● **Selected excerpt**:
┌──

WARNING – If pre-programmed electronic Disco is the kind of music you like then you might not want to read on, but I hope you do and you realize there are more kinds of music out there to listen too.

Let me impart some knowledge and history on you now – the FM radio signal, was invented in the 1930’s, but as a commercial medium it didn’t take off until the late 60’s. When rock radio stations began using FM to get away from the locked down format of the pop stations of the AM dial. The format used was loose and free, and the DJs programmed their music in a freeform style. This style was the birth of Freeform radio that was popular in the late 60s and the 70’s, but as the audience grew the radio station owners and advertisers realized that there was more money to be made in FM radio, then there was in AM.  So more and more structure was added to the format of the station thus tieing the hands of the DJ. Which eventually caused the replacing of a live person with the before mentioned computer, so that eventually FM music radio became sounding more like the pop formats of AM radio, with more commercials and less musical diversity, killing the Freeform format.

Freeform, or freeform radio, is a radio station programming format in which the disc jockey is given total control over what music to play, regardless of music genre or commercial interests.” – Wikipedia

When I started in radio in ‘86, the Freeform format had been dead for many years, but no one had told me, I programmed my shows the way I made mixtapes, come up with a “theme” or a set of songs and fill in around them during my show. Because of this, I got called into the office more than once for playing a “B” side or a song that had not been released from a new album or the big one…it didn’t follow the format of the station. Little did I know that I was following in the steps of the inventors of the early “FM” sound…the Freeform radio DJ.

└──

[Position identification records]
┌──

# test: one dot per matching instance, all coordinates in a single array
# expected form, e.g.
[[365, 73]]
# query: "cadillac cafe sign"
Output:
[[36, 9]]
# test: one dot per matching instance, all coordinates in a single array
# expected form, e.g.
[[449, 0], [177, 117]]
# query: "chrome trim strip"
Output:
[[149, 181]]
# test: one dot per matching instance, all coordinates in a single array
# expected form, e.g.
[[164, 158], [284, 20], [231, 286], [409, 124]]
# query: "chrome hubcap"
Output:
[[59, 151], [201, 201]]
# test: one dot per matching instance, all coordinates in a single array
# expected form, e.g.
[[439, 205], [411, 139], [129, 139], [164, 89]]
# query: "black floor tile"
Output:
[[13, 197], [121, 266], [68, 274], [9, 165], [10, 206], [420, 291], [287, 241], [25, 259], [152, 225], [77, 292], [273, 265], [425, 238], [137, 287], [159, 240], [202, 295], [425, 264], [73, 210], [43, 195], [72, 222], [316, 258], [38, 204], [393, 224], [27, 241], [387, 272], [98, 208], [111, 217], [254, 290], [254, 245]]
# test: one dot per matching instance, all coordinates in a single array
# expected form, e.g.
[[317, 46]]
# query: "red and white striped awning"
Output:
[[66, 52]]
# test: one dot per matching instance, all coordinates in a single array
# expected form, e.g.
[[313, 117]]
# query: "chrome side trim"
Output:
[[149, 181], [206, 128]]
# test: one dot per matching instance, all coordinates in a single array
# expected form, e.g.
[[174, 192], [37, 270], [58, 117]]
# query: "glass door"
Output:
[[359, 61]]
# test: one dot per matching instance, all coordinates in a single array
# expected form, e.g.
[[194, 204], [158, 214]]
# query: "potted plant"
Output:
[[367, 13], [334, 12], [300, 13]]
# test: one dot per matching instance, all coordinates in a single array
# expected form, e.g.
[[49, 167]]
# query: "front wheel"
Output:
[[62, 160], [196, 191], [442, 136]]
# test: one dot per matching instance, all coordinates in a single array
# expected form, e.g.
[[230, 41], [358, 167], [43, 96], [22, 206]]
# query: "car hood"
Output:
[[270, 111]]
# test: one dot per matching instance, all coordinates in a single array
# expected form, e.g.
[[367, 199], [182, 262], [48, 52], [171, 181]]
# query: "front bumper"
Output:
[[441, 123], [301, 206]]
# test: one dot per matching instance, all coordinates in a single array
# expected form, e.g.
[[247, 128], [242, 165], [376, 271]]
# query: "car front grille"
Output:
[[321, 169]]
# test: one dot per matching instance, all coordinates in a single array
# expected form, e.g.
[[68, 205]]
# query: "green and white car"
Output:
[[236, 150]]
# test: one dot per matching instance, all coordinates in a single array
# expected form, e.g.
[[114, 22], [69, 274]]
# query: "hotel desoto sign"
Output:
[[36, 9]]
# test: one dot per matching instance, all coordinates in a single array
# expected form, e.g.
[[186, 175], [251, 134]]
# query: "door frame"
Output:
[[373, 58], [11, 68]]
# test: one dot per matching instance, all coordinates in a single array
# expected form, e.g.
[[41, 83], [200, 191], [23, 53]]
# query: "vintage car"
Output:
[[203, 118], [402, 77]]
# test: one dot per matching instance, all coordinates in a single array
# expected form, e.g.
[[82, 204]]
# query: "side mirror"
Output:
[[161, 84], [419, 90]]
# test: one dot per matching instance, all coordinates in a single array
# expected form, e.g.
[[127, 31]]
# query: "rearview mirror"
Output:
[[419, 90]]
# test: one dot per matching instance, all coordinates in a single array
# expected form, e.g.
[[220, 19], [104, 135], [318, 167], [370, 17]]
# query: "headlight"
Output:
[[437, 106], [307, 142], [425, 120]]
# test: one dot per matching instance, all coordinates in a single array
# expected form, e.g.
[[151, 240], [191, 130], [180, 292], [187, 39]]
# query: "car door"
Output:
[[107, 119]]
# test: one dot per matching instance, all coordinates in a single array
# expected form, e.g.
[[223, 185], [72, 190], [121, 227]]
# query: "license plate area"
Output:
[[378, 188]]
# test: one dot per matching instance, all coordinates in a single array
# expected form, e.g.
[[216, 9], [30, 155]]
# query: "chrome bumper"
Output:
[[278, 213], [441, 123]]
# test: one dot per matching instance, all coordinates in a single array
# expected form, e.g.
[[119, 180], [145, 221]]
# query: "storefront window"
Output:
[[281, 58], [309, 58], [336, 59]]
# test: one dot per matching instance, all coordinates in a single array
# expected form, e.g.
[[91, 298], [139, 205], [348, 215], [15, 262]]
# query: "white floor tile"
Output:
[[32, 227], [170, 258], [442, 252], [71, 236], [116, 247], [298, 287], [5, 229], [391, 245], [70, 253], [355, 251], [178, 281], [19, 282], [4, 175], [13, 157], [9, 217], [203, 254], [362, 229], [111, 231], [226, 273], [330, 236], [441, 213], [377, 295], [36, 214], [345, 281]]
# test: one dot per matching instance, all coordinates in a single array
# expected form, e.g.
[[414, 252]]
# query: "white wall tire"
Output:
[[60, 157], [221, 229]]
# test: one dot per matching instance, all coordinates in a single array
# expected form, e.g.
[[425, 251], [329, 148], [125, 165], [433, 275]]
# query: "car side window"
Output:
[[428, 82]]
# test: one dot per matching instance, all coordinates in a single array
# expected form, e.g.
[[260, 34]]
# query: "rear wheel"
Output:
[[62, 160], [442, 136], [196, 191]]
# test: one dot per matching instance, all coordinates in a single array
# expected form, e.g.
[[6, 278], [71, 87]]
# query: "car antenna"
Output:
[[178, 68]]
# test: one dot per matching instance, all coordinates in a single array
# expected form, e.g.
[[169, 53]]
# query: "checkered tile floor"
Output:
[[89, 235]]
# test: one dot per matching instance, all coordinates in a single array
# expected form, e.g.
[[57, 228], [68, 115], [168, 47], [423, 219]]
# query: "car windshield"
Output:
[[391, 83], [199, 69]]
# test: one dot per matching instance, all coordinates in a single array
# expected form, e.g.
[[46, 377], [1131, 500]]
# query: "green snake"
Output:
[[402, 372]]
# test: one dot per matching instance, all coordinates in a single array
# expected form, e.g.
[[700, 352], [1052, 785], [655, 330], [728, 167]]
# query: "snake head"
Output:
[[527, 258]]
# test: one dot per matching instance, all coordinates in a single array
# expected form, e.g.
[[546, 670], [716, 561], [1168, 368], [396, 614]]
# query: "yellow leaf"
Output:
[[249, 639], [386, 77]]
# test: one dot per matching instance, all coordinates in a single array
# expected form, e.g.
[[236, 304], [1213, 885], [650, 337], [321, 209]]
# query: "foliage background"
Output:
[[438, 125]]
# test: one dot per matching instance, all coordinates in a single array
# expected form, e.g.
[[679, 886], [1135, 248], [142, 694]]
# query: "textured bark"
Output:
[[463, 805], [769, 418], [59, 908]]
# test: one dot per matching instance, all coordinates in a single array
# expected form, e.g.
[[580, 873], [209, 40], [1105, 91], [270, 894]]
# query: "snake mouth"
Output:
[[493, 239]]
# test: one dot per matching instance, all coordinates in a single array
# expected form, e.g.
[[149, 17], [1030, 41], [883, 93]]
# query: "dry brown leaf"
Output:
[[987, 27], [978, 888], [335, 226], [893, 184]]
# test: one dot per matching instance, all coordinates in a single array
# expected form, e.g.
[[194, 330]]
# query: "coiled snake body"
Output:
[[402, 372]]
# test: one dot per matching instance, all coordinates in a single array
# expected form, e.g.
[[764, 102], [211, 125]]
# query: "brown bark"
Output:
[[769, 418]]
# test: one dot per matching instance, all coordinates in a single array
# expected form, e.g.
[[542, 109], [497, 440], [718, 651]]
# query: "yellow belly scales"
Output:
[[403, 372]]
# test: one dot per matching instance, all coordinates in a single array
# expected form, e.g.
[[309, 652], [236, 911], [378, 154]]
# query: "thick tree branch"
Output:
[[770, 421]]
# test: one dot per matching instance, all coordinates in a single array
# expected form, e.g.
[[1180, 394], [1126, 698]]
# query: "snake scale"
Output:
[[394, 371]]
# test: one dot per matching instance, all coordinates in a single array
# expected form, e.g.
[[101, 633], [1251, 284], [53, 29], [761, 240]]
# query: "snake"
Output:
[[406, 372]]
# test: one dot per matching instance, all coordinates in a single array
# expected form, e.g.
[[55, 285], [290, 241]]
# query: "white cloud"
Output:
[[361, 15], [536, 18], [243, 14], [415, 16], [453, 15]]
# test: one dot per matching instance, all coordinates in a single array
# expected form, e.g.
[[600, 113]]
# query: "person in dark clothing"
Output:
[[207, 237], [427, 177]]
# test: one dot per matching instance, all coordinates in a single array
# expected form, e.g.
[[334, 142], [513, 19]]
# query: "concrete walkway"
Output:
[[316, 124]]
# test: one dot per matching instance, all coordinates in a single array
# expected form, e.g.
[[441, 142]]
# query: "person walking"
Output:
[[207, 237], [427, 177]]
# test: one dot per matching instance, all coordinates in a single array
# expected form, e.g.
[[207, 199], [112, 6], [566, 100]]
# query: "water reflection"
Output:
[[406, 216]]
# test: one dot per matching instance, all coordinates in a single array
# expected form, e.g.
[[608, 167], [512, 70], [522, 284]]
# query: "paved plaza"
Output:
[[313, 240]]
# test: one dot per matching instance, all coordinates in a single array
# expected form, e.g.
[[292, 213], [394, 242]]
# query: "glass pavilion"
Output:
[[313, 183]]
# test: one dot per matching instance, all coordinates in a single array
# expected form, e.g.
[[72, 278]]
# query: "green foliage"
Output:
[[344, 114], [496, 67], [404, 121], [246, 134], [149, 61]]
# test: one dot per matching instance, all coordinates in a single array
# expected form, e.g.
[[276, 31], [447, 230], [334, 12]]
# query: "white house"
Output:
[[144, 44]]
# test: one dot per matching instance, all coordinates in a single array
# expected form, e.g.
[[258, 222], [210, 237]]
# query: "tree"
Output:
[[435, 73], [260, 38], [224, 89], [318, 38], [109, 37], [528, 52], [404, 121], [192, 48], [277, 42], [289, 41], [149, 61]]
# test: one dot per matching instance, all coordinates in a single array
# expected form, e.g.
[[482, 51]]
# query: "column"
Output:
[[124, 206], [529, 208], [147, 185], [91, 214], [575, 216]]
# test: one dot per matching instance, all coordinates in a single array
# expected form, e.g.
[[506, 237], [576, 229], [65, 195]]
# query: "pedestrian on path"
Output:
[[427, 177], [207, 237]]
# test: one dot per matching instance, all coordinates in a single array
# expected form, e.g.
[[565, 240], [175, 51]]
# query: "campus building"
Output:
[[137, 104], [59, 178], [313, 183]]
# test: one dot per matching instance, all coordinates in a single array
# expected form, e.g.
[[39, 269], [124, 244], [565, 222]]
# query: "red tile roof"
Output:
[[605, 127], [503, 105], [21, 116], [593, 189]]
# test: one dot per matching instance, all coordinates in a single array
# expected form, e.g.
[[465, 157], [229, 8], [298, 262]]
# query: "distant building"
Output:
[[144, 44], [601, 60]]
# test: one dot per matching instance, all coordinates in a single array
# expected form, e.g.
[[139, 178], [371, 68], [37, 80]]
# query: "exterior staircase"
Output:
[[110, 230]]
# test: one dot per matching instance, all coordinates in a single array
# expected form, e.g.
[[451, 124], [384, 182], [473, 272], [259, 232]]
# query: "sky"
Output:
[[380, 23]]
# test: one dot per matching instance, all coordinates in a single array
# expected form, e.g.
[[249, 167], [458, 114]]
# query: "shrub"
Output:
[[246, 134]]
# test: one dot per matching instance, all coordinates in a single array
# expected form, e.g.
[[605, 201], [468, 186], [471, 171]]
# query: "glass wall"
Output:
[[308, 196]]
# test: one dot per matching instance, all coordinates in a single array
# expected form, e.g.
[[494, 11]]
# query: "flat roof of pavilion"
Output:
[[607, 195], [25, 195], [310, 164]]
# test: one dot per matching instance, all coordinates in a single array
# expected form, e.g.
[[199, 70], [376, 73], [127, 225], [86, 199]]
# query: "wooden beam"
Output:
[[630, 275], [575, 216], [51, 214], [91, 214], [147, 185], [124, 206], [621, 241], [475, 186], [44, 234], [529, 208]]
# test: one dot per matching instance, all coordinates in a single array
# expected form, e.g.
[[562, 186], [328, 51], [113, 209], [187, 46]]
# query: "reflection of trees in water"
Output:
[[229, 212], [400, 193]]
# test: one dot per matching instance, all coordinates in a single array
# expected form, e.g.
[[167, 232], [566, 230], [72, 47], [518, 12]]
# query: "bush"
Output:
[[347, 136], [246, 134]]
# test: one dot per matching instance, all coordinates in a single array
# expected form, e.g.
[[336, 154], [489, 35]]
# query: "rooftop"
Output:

└──

● **Brief 1**: Write out the passage of the freeform radio piece between "When I started" and "Freeform radio DJ.", inclusive.
● **Brief 2**: Using the freeform radio piece, answer yes or no to whether each statement agrees with it, and quote the words that decide each one. (a) The FM radio signal was invented in the 1930s. (b) When the writer started in radio in '86, the Freeform format was thriving. (c) The writer was called into the office for playing a "B" side.

● **Task response 1**:
When I started in radio in ‘86, the Freeform format had been dead for many years, but no one had told me, I programmed my shows the way I made mixtapes, come up with a “theme” or a set of songs and fill in around them during my show. Because of this, I got called into the office more than once for playing a “B” side or a song that had not been released from a new album or the big one…it didn’t follow the format of the station. Little did I know that I was following in the steps of the inventors of the early “FM” sound…the Freeform radio DJ.

● **Task response 2**:
(a) Yes: "the FM radio signal, was invented in the 1930’s"
(b) No: "When I started in radio in ‘86, the Freeform format had been dead for many years"
(c) Yes: "I got called into the office more than once for playing a “B” side"